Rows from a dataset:
* * *

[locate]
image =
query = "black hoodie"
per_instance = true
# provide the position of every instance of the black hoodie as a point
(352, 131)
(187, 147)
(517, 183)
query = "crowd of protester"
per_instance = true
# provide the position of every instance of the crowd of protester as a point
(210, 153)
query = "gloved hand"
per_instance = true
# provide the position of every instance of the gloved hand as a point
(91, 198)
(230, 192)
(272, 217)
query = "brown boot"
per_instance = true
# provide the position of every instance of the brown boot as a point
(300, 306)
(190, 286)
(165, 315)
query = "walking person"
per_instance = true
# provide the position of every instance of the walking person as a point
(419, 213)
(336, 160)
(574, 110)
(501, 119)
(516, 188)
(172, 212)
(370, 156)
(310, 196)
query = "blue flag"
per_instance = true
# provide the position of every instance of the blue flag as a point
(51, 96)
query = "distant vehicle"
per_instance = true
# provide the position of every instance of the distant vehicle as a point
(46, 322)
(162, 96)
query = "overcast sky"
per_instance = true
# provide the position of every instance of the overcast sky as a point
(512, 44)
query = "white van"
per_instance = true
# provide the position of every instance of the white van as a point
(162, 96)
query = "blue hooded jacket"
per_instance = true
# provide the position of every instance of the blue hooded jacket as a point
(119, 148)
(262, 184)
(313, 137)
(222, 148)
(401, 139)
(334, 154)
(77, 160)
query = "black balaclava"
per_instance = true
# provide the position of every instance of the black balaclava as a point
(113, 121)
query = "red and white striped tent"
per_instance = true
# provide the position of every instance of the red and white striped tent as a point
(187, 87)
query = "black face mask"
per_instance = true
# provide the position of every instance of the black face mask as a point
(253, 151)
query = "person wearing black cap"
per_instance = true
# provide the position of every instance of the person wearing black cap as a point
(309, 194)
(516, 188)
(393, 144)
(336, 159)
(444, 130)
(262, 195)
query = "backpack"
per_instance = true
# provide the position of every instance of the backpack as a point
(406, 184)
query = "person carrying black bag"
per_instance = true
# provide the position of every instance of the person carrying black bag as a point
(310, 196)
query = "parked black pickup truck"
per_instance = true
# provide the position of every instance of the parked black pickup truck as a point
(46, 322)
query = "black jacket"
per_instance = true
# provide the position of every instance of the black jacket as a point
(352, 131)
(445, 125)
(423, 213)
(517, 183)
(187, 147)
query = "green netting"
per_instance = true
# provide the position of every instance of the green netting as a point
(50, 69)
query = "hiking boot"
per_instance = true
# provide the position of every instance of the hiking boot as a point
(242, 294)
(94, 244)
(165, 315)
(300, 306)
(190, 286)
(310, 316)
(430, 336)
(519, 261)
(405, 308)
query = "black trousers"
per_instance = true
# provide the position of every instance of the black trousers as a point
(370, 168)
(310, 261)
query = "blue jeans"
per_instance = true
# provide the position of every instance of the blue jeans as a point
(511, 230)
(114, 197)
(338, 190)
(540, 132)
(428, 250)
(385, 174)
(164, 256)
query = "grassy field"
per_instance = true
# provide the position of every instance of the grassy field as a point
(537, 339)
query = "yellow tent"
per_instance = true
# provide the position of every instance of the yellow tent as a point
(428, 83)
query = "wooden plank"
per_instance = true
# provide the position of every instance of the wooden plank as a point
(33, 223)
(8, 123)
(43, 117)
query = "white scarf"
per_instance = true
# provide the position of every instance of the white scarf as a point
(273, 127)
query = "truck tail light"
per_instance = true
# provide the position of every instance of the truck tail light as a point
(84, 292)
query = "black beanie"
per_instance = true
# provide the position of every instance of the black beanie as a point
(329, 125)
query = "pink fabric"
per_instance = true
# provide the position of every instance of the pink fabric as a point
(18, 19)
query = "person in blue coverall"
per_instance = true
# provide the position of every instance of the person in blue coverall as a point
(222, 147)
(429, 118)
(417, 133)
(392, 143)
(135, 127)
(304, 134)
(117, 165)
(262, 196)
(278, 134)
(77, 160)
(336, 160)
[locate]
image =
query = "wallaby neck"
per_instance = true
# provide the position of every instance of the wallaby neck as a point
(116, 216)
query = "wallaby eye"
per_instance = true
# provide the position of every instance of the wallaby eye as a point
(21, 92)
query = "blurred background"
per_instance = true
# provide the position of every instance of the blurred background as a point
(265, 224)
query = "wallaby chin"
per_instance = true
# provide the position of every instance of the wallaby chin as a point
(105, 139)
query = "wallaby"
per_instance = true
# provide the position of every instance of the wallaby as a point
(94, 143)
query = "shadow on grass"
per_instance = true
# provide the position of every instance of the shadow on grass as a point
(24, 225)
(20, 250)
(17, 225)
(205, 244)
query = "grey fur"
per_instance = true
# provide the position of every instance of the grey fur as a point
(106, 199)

* * *

Nothing should be left out: repeat all of the data exactly.

> **Correct result**
[locate]
image =
query = "black hoodie"
per_instance = true
# provide the position of every instance of the black hoodie as a point
(352, 131)
(187, 147)
(517, 183)
query = "crowd of protester"
per_instance = true
# provide the position of every instance of the crowd of protester as a point
(210, 153)
query = "gloved hand"
per_instance = true
# provide the position of every instance of the gloved hand as a point
(91, 198)
(230, 192)
(272, 217)
query = "brown boot"
per_instance = true
# provide the position of every instance of the brown boot as a point
(300, 306)
(190, 286)
(165, 315)
query = "walking person"
per_instance = true
# provide the position of every instance of the walking person as a point
(419, 213)
(336, 160)
(574, 110)
(501, 119)
(516, 188)
(172, 212)
(370, 156)
(310, 196)
query = "blue flag"
per_instance = true
# provide the position of every instance of the blue flag as a point
(51, 96)
query = "distant vehicle"
per_instance = true
# provide the position of every instance of the distant vehicle as a point
(46, 322)
(162, 96)
query = "overcast sky"
per_instance = true
# provide the position of every instance of the overcast sky as a point
(512, 44)
query = "white van"
per_instance = true
# provide the position of every instance of the white van as a point
(162, 96)
query = "blue hooded jacket"
per_instance = true
# provide the position of every instance of the blue hooded jacket as a point
(119, 148)
(262, 184)
(313, 137)
(222, 148)
(401, 139)
(334, 154)
(77, 160)
query = "black balaclava"
per_instance = true
# provide the position of every instance of the black balaclava as a point
(113, 121)
query = "red and white striped tent"
per_instance = true
# provide the position of every instance of the red and white striped tent as a point
(187, 87)
query = "black face mask"
per_instance = true
# provide the position of every instance of the black face mask as a point
(253, 151)
query = "person wearing black cap"
per_instance = true
# provide the position of every instance of the person wearing black cap as a point
(309, 194)
(516, 188)
(393, 144)
(336, 159)
(444, 130)
(262, 195)
query = "backpack"
per_instance = true
# provide the position of every instance of the backpack as a point
(406, 184)
query = "person carrying black bag"
per_instance = true
# provide the position of every instance of the person carrying black bag as a point
(310, 196)
query = "parked black pickup truck"
per_instance = true
# provide the position of every instance of the parked black pickup truck as a point
(46, 322)
query = "black jacket"
per_instance = true
# provide the position of every instance of the black jacket as a point
(352, 131)
(445, 125)
(423, 213)
(517, 183)
(187, 147)
query = "green netting"
per_instance = true
# provide the position of every instance of the green netting as a point
(50, 69)
query = "hiking boot"
per_instance = true
# provide the position of every instance of the hiking boot as a point
(242, 294)
(94, 244)
(165, 315)
(300, 306)
(190, 286)
(310, 316)
(430, 336)
(519, 261)
(405, 308)
query = "black trousers"
per_instance = true
# provide the position of every instance of the black trousers as a point
(370, 168)
(310, 261)
query = "blue jeans"
per_instance = true
# provide the position of every instance of the blue jeans as a point
(511, 230)
(114, 197)
(338, 190)
(540, 132)
(428, 250)
(385, 174)
(164, 256)
query = "grassy field"
per_instance = true
# provide the position of every instance of the grassy field as a point
(537, 339)
query = "yellow tent"
per_instance = true
# provide the position of every instance of the yellow tent as a point
(428, 83)
query = "wooden plank"
per_instance = true
# provide the position of every instance of the wooden plank as a point
(33, 223)
(8, 123)
(43, 117)
query = "white scarf"
per_instance = true
# provide the position of every instance of the white scarf as a point
(273, 127)
query = "truck tail light"
per_instance = true
# provide the position of every instance of the truck tail light as a point
(84, 292)
query = "black beanie"
per_instance = true
# provide the position of every instance of the black beanie as a point
(329, 125)
query = "pink fabric"
per_instance = true
# provide the position of every instance of the pink fabric as a point
(18, 19)
query = "person in blue coverall"
per_instance = true
# provide the position of every instance of the person in blue coverall as a point
(222, 147)
(429, 118)
(417, 133)
(392, 143)
(135, 127)
(304, 134)
(117, 165)
(262, 196)
(278, 134)
(77, 160)
(336, 160)
[locate]
image =
query = "wallaby neck"
per_instance = true
# provide the position of every instance of the wallaby neck as a point
(116, 216)
query = "wallaby eye"
per_instance = true
# provide the position of every instance of the wallaby eye as a point
(21, 92)
query = "blurred background"
per_instance = true
# provide the position of every instance of the blurred background as a point
(265, 224)
query = "wallaby chin"
per_instance = true
# provide the position of every instance of the wallaby chin as a point
(105, 139)
query = "wallaby"
per_instance = true
# provide the position of every instance of the wallaby as a point
(94, 143)
query = "shadow on grass"
per_instance = true
# provide the position of every instance of the shadow on grass as a point
(24, 225)
(20, 250)
(17, 225)
(205, 244)
query = "grey fur"
per_instance = true
# provide the position of every instance of the grey fur as a point
(106, 199)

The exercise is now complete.